* Tasks and exercises:
1. Translate this sentence from the text on hunger in Kenya into French: "The Global Hunger Index 2025 assigns Kenya a score of 25.9."
2. Reproduce the passage of the text on hunger in Kenya between "Kenya’s hunger index, shaped" and "the alarming category.", inclusive.

━━━ Text extract

The 2025 Global Hunger Index shows that 18 per cent of children under the age of five are stunted, despite efforts to improve child nutrition. This percentage shows that these children do not have proper brain development.

Kenya is the worst in the East African region.

The Global Hunger Index 2025 assigns Kenya a score of 25.9. By scoring low in the index of 2025, Kenya has been placed in the serious hunger category by the report. 

Kenya’s hunger index, shaped by high under-five-year-olds mortality rates and child wasting, recorded a steady decline between 2006 and 2016, after which it stalled. Kenya ranked 103 out of 123 of the countries that were assessed.

“This ranking means we are raising a hungry nation, and hungry nation is an angry nation. Something needs to be done,” Edgar Okoth Executive Director, SUN Civil Society Alliance.

Kenya has been ranked at close range with conflict-struck Pakistan, Afghanistan and Syria and is slightly above war-hit Haiti, DR Congo, South Sudan and Somalia, which have been placed under the alarming category.

Globally, the world risks not achieving the Sustainable Development Goal (SDG) 2: Zero Hunger, which aims to end global Hunger by 2030.

The persistent hunger has been attributed to climate shocks that are worsening food insecurity, concentration of food insecurity in arid and semi-arid lands and low agricultural investments.

According to the report, rising public debt is a major driver of hunger in Kenya, together with climate-sensitive agricultural production systems as well as weak market and coordination systems. 

Incomplete irrigation and infrastructure projects have been attributed to the hunger status in the country since 2016.

This suggests that improvements in health outcomes have not translated into improved food access and affordability. Okoth said that for the country to have economic growth, it must fight hunger to ensure economic productivity.

━━━━━━
━━━ Dataset extract

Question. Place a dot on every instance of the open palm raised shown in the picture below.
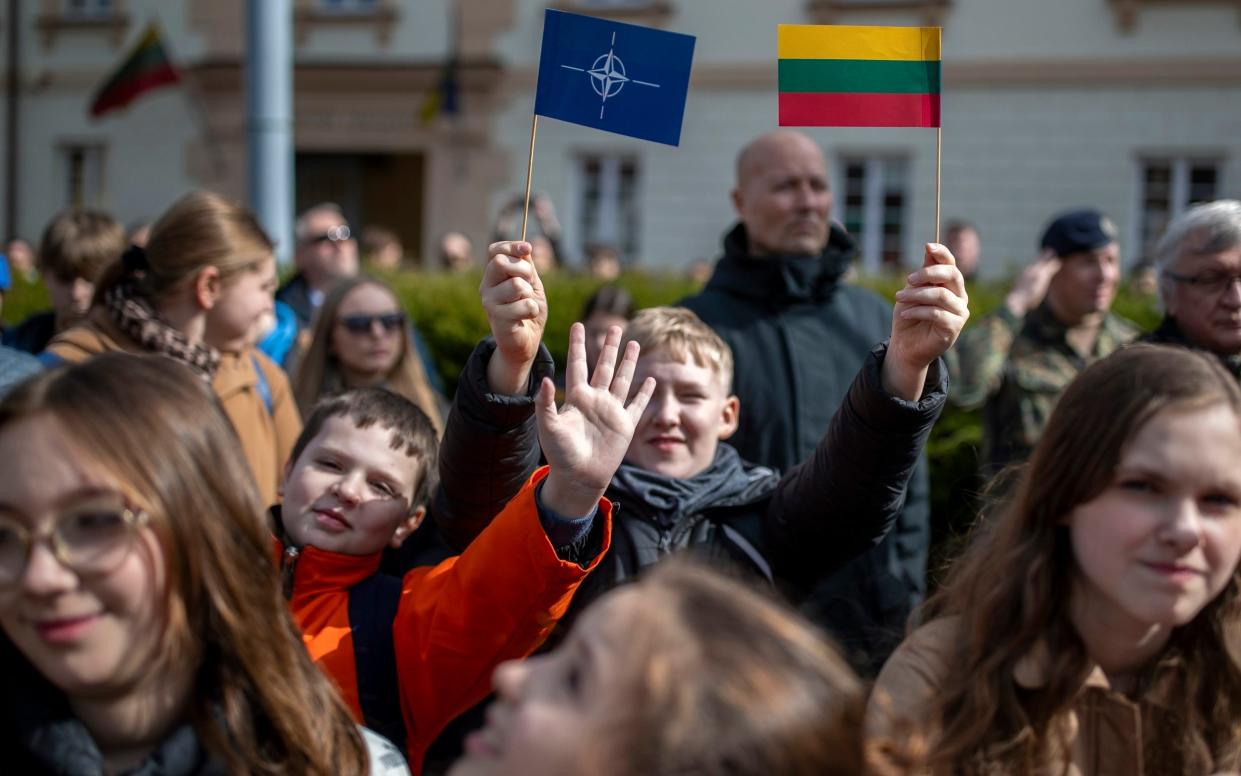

━━━━━━

* Solved tasks:
1. L'Indice de la faim dans le monde 2025 attribue au Kenya un score de 25,9.

2.
Kenya’s hunger index, shaped by high under-five-year-olds mortality rates and child wasting, recorded a steady decline between 2006 and 2016, after which it stalled. Kenya ranked 103 out of 123 of the countries that were assessed.

“This ranking means we are raising a hungry nation, and hungry nation is an angry nation. Something needs to be done,” Edgar Okoth Executive Director, SUN Civil Society Alliance.

Kenya has been ranked at close range with conflict-struck Pakistan, Afghanistan and Syria and is slightly above war-hit Haiti, DR Congo, South Sudan and Somalia, which have been placed under the alarming category.